GIVEN PROBLEM – Pick out every line in the data below that contains the string "this", and copy each of those lines. Case counts.

DATA FOR PROCESSING –
──────────
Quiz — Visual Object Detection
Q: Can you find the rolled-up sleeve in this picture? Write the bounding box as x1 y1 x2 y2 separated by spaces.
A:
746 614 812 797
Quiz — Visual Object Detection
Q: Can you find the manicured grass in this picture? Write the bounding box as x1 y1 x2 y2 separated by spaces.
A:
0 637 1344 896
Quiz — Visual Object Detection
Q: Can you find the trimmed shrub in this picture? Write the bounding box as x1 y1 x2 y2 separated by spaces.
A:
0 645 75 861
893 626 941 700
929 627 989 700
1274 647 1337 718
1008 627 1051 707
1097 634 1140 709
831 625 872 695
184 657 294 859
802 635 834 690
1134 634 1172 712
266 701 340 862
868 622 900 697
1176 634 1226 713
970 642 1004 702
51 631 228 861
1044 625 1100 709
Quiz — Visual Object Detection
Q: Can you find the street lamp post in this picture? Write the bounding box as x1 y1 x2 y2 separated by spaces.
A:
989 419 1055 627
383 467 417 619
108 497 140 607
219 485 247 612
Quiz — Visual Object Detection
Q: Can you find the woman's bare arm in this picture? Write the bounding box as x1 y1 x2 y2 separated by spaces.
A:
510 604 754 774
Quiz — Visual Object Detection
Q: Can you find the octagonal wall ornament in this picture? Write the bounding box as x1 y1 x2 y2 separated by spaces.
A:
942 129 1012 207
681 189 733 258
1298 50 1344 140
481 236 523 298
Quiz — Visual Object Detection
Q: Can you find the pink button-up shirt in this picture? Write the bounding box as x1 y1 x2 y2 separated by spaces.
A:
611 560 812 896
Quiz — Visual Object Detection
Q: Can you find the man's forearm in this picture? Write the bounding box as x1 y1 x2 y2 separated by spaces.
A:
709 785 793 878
──────────
TASK SOLUTION –
Q: Can you find the rolled-up sleeve in this picture? Write the bounding box as x1 y1 x2 y2 separated by spaces.
Q: Can you find the manicured grass in this picture? Write the bounding box as x1 y1 x2 y2 separated by spaces.
Q: Can you find the trimmed shrub in this picture? Write the bounding box as x1 y1 x2 y2 separated by spaces.
Q: Can you find the street lamp post in this picture? Write the bounding box as x1 y1 x2 y2 separated by spaces.
Q: Can you find the woman's bare arm in this picture? Write the bounding box as x1 y1 x2 y2 separated by spaces.
Q: Can you find the octagonal wall ornament in this picture? Write the bounding box as x1 y1 x2 y2 separated by spaces.
Q: Can you find the pink button-up shirt in this picture? Write the bounding box as x1 y1 x2 y2 separated by spaces.
Q: Can you find the man's forearm in this picture? Write the bounding box as x1 y1 x2 y2 separated by spaces.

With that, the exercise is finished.